__The exercise__
List every row below that contains the word "each", copying those rows in full.

__Stored data__
_ _ _ _ _ _ _

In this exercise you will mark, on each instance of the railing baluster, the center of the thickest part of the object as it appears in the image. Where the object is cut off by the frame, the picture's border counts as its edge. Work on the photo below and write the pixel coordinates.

_ _ _ _ _ _ _

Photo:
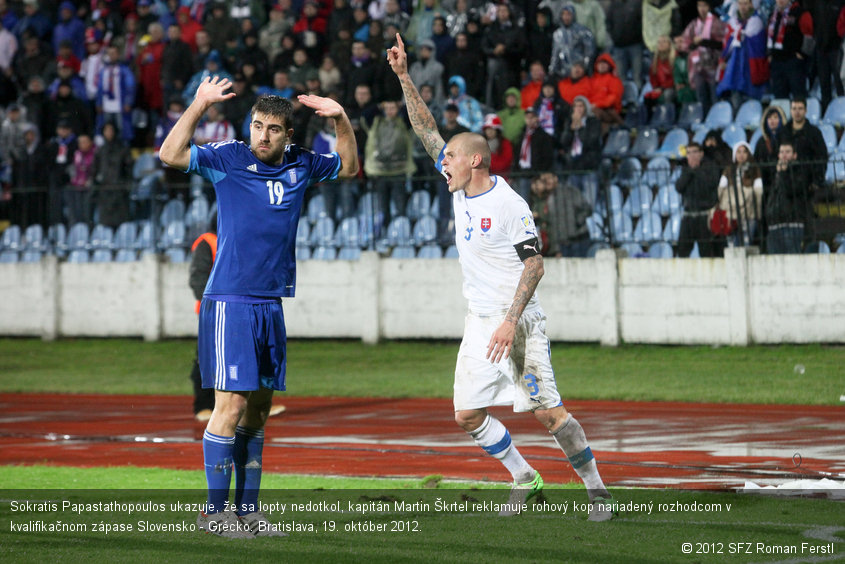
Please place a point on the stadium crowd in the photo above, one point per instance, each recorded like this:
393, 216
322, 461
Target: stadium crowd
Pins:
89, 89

_ _ _ _ _ _ _

__Exercise answer__
In this exercise you will mark, on each instance of the railing baluster, the center of the thickest part of the object as it appears in the image. Where the object is cut off by the frame, the picture's border counts as its edge. Work on the photo below and write the pixel coordinates.
Please place a point on the stadium crowd in the photo above, one point per instance, each recorded like this:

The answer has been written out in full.